Reproduce all of the data below word for word, but leave the pictures out of your copy.

──────── Entries ────────

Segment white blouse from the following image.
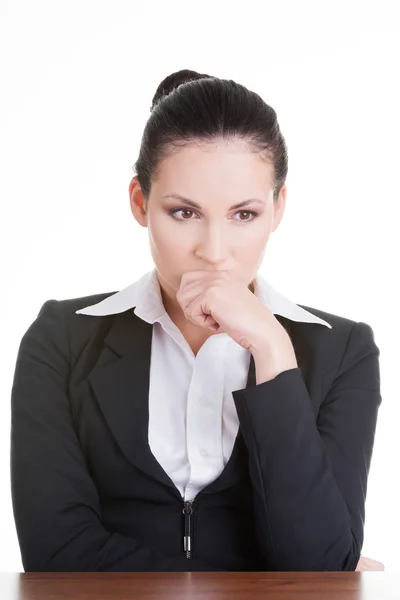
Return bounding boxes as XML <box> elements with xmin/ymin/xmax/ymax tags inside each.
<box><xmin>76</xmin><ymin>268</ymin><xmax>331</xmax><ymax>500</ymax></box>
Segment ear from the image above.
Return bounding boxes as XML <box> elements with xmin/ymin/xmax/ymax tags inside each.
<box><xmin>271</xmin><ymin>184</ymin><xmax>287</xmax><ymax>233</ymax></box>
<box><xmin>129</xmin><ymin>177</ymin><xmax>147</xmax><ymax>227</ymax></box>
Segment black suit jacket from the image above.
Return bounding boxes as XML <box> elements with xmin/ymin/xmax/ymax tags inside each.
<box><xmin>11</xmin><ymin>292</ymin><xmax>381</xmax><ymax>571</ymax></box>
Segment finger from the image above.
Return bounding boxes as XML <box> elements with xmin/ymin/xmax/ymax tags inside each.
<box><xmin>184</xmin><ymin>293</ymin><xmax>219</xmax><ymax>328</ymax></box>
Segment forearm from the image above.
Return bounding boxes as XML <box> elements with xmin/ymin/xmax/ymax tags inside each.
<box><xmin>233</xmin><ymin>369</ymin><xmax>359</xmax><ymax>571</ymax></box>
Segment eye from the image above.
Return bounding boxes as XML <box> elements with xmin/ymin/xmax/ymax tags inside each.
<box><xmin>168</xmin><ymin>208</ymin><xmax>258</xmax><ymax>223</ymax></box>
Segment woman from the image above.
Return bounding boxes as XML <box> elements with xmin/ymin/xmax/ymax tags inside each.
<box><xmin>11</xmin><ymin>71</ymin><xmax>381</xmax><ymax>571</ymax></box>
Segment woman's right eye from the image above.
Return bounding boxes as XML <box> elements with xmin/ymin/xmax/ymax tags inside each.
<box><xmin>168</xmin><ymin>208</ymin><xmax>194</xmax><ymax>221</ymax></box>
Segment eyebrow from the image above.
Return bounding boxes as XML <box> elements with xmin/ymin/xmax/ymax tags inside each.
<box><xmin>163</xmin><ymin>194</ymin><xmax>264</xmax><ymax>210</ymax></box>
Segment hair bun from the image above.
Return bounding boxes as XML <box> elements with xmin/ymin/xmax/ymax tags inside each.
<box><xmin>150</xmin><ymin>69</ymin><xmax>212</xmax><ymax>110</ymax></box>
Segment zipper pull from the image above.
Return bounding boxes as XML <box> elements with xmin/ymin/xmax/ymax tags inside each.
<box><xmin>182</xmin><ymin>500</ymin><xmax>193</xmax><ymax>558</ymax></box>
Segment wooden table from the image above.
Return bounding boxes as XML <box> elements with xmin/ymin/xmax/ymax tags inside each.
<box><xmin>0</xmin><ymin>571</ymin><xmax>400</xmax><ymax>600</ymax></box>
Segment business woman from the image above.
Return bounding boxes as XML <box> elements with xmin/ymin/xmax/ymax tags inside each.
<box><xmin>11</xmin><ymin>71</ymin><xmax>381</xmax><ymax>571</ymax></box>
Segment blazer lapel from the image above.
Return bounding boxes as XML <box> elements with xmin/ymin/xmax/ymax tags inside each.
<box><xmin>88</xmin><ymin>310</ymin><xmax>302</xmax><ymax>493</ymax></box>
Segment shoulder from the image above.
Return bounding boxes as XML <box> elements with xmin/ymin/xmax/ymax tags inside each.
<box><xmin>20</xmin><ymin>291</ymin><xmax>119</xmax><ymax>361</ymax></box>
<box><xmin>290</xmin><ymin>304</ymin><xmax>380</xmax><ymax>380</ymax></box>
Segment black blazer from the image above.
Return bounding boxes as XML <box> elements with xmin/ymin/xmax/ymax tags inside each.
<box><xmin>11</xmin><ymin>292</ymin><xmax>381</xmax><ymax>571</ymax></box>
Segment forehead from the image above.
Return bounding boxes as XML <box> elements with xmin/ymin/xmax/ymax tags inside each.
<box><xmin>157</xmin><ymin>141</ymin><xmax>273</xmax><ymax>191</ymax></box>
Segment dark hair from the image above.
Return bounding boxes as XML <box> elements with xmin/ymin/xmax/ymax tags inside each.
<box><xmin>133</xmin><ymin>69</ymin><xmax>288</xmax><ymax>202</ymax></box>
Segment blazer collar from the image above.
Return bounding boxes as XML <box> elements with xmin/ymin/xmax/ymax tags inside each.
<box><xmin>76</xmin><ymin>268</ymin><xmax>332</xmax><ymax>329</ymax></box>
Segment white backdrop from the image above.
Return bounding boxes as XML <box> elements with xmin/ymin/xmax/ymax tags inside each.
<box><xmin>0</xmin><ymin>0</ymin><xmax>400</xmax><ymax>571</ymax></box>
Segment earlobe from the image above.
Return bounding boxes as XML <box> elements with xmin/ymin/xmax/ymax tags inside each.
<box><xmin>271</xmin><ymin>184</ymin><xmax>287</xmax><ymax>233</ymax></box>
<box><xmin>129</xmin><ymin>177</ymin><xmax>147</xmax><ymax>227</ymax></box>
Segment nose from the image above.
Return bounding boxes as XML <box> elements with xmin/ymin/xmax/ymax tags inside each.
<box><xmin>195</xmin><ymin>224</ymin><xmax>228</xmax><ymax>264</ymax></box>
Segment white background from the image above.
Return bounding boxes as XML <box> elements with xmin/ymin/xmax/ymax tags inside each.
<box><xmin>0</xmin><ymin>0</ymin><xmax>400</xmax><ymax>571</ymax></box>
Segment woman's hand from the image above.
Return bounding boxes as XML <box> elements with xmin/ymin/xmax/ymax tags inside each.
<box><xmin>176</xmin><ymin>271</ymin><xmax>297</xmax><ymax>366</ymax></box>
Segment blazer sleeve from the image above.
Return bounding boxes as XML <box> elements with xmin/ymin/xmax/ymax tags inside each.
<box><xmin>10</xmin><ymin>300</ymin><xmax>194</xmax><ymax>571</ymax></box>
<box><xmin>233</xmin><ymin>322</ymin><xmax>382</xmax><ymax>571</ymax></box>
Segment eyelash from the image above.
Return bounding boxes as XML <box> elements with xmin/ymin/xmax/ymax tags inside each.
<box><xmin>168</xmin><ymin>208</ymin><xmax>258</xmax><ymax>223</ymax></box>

────────

Complete answer.
Segment white blouse from the following image.
Return bounding boxes as XML <box> elements with xmin/ymin/xmax/ymax tags inside each.
<box><xmin>76</xmin><ymin>268</ymin><xmax>331</xmax><ymax>500</ymax></box>
Segment ear from the image above.
Return bounding boxes as XML <box> elements with xmin/ymin/xmax/ymax tags inside each.
<box><xmin>271</xmin><ymin>184</ymin><xmax>287</xmax><ymax>233</ymax></box>
<box><xmin>129</xmin><ymin>177</ymin><xmax>147</xmax><ymax>227</ymax></box>
Segment black suit jacket from the image above.
Return bounding boxes as XML <box> elements with xmin/ymin/xmax/ymax tags inside each.
<box><xmin>11</xmin><ymin>292</ymin><xmax>381</xmax><ymax>571</ymax></box>
Segment finger from the image above.
Return bounding boxes as XML <box> elements with xmin/ymin/xmax/ymax tags inside each.
<box><xmin>184</xmin><ymin>293</ymin><xmax>219</xmax><ymax>328</ymax></box>
Segment forearm from the image above.
Return bounding boxes as XML <box> elements with xmin/ymin/xmax/ymax tags inside each.
<box><xmin>233</xmin><ymin>369</ymin><xmax>359</xmax><ymax>571</ymax></box>
Segment eye from the image above.
Return bounding boxes as XML <box> elements with xmin/ymin/xmax/ymax tags inside each.
<box><xmin>168</xmin><ymin>208</ymin><xmax>258</xmax><ymax>223</ymax></box>
Segment woman from the image above.
Return bounding boxes as XML <box> elements with xmin/ymin/xmax/ymax tags inside each.
<box><xmin>11</xmin><ymin>71</ymin><xmax>381</xmax><ymax>571</ymax></box>
Segment woman's right eye from the image above.
Return bounding boxes as XML <box> elements with xmin/ymin/xmax/ymax tags inside each.
<box><xmin>168</xmin><ymin>208</ymin><xmax>194</xmax><ymax>221</ymax></box>
Segment eyebrow from the image above.
Return bounding boxes as XML <box> elements with xmin/ymin/xmax/ymax tags inside each.
<box><xmin>163</xmin><ymin>194</ymin><xmax>264</xmax><ymax>210</ymax></box>
Segment hair bun from the image above.
Return bounding boxes as XML <box> elements with xmin/ymin/xmax/ymax tags inside each.
<box><xmin>150</xmin><ymin>69</ymin><xmax>212</xmax><ymax>110</ymax></box>
Segment zipper pull from the image above.
Return bounding boxes as XML <box> elements with xmin/ymin/xmax/ymax tags inside each.
<box><xmin>182</xmin><ymin>500</ymin><xmax>193</xmax><ymax>558</ymax></box>
Segment wooden table from the image above.
Return bounding boxes as XML <box> elements with xmin/ymin/xmax/ymax tags inside each.
<box><xmin>0</xmin><ymin>571</ymin><xmax>400</xmax><ymax>600</ymax></box>
Segment business woman from the image above.
Return bounding boxes as XML <box> elements with xmin/ymin/xmax/ymax tags inside each.
<box><xmin>11</xmin><ymin>71</ymin><xmax>381</xmax><ymax>571</ymax></box>
Segment blazer lapel from the image above.
Return bounding boxes as XML <box> elements with xmin/ymin/xmax/ymax tags inside each.
<box><xmin>88</xmin><ymin>310</ymin><xmax>302</xmax><ymax>493</ymax></box>
Segment shoulder from the image above.
Return bounding boxes as XML <box> elements with xmin/ymin/xmax/ymax tags inside each.
<box><xmin>20</xmin><ymin>291</ymin><xmax>119</xmax><ymax>361</ymax></box>
<box><xmin>290</xmin><ymin>304</ymin><xmax>380</xmax><ymax>380</ymax></box>
Segment black blazer from the image above.
Return bounding boxes as XML <box> elements with xmin/ymin/xmax/ymax tags inside each.
<box><xmin>11</xmin><ymin>292</ymin><xmax>381</xmax><ymax>571</ymax></box>
Segment forehead from the image above.
Return bounding boxes as XML <box> elements with xmin/ymin/xmax/ymax tags inside each.
<box><xmin>157</xmin><ymin>141</ymin><xmax>273</xmax><ymax>191</ymax></box>
Segment dark hair from the image above.
Return bounding boxes as XML <box> elements with xmin/ymin/xmax/ymax tags inside each.
<box><xmin>133</xmin><ymin>69</ymin><xmax>288</xmax><ymax>202</ymax></box>
Segment blazer collar from the image above.
Return bounding boxes as XML <box> elements with xmin/ymin/xmax/ymax tags inside each.
<box><xmin>76</xmin><ymin>268</ymin><xmax>332</xmax><ymax>329</ymax></box>
Segment white backdrop from the image above.
Return bounding boxes as XML <box> elements with xmin/ymin/xmax/ymax tags inside each.
<box><xmin>0</xmin><ymin>0</ymin><xmax>400</xmax><ymax>571</ymax></box>
Segment earlobe from the image above.
Return bounding boxes as XML <box> elements with xmin/ymin/xmax/ymax tags inside each.
<box><xmin>271</xmin><ymin>184</ymin><xmax>287</xmax><ymax>233</ymax></box>
<box><xmin>129</xmin><ymin>177</ymin><xmax>147</xmax><ymax>227</ymax></box>
Segment nose from the image above.
Return bounding boxes as XML <box> elements with xmin/ymin/xmax/ymax tags inside each.
<box><xmin>195</xmin><ymin>224</ymin><xmax>228</xmax><ymax>264</ymax></box>
Segment white background from the image above.
Return bounding boxes as XML <box> elements with xmin/ymin/xmax/ymax tags inside each.
<box><xmin>0</xmin><ymin>0</ymin><xmax>400</xmax><ymax>571</ymax></box>
Segment woman's hand from the image above.
Return bounding boxes as XML <box> elements with xmin/ymin/xmax/ymax tags inside each.
<box><xmin>176</xmin><ymin>271</ymin><xmax>297</xmax><ymax>366</ymax></box>
Segment blazer sleeve from the image above.
Return bounding boxes as XML <box> elements with xmin/ymin/xmax/ymax tags inside each.
<box><xmin>10</xmin><ymin>300</ymin><xmax>194</xmax><ymax>571</ymax></box>
<box><xmin>233</xmin><ymin>322</ymin><xmax>382</xmax><ymax>571</ymax></box>
Segment eyelash from the image above.
Return bounding boxes as XML <box> elements with xmin/ymin/xmax/ymax tags inside each.
<box><xmin>168</xmin><ymin>208</ymin><xmax>258</xmax><ymax>223</ymax></box>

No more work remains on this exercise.